• [GIVEN INFORMATION]:

↓

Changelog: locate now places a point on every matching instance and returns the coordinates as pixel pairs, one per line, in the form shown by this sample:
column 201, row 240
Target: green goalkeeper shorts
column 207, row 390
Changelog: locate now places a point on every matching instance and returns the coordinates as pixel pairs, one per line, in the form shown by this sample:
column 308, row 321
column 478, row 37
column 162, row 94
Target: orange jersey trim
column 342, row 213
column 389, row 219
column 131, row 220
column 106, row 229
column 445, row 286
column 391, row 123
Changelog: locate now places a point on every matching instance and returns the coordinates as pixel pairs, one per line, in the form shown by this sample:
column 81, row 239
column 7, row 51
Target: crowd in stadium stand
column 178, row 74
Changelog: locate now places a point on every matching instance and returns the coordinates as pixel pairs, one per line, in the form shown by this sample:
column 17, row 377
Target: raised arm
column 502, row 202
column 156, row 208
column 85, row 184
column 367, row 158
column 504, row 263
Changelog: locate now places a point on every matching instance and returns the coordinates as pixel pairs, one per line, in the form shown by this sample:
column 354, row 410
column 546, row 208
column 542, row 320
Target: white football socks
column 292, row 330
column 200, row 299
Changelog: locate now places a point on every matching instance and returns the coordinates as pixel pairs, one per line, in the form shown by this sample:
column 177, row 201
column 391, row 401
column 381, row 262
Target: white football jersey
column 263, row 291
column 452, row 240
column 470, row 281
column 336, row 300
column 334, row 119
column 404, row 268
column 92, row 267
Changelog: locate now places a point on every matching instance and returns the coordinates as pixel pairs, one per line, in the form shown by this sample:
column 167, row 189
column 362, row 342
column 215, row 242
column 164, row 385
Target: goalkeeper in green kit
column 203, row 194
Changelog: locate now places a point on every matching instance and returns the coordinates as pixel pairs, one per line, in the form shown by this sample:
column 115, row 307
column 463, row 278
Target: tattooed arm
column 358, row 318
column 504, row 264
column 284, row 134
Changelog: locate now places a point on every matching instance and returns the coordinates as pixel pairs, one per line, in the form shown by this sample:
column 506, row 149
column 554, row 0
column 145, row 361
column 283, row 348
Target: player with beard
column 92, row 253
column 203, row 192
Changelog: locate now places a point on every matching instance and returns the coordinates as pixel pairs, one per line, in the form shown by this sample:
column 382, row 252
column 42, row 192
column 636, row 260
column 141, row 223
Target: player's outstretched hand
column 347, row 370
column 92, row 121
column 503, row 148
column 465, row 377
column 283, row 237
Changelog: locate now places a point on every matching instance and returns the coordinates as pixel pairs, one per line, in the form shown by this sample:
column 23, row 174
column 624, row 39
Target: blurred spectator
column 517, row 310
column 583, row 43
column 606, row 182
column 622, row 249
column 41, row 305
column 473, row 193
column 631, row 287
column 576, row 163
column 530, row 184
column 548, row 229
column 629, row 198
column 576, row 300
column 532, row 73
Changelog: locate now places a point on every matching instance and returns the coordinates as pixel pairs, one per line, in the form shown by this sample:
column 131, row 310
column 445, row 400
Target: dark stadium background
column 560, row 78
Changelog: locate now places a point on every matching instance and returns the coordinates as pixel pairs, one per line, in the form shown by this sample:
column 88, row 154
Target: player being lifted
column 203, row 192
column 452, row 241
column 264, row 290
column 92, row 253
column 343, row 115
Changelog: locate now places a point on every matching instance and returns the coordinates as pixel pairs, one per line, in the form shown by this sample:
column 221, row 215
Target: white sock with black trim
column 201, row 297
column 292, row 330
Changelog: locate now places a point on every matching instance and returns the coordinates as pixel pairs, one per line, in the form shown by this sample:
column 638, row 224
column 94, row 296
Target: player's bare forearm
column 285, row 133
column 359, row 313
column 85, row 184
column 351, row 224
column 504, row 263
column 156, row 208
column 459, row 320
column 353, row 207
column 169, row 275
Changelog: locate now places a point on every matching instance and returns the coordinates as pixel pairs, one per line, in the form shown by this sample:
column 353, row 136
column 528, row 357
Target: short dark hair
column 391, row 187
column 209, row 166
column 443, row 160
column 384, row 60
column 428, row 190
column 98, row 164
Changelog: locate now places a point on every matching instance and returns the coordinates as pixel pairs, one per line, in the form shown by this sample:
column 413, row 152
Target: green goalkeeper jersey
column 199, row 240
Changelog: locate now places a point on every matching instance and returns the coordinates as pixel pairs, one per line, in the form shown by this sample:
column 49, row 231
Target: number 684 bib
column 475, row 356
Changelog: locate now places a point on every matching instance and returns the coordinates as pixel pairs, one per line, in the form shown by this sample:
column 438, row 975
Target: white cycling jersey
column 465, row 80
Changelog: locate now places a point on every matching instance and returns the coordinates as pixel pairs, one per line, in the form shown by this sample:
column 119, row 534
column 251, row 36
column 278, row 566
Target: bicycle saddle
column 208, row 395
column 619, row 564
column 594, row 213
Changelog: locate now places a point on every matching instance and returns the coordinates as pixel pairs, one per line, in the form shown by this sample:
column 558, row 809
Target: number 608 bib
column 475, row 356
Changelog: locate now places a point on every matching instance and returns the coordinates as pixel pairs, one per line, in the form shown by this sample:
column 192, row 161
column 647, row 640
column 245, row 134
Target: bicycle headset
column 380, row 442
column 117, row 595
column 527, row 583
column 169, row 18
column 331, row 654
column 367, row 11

↑

• [AIM OF THE TASK]:
Proceeding from the line containing "column 413, row 152" through the line containing "column 278, row 566", transcribe the lines above exactly, both end lines included.

• [REPLY]:
column 413, row 152
Target: green goalkeeper jersey
column 199, row 240
Changelog: locate now places a point on every matching instance and returns the coordinates as pixel pairs, one per line, in the form shown by this sample:
column 49, row 231
Target: number 684 bib
column 475, row 356
Changelog: locate now places a point on every matching instance and returns the coordinates as pixel pairs, one per line, in the form shown by this sample:
column 438, row 975
Target: white cycling jersey
column 465, row 80
Changelog: locate now places a point on every matching instance and returns the coordinates as pixel pairs, one per line, in the form shown by this sample:
column 119, row 534
column 251, row 36
column 278, row 566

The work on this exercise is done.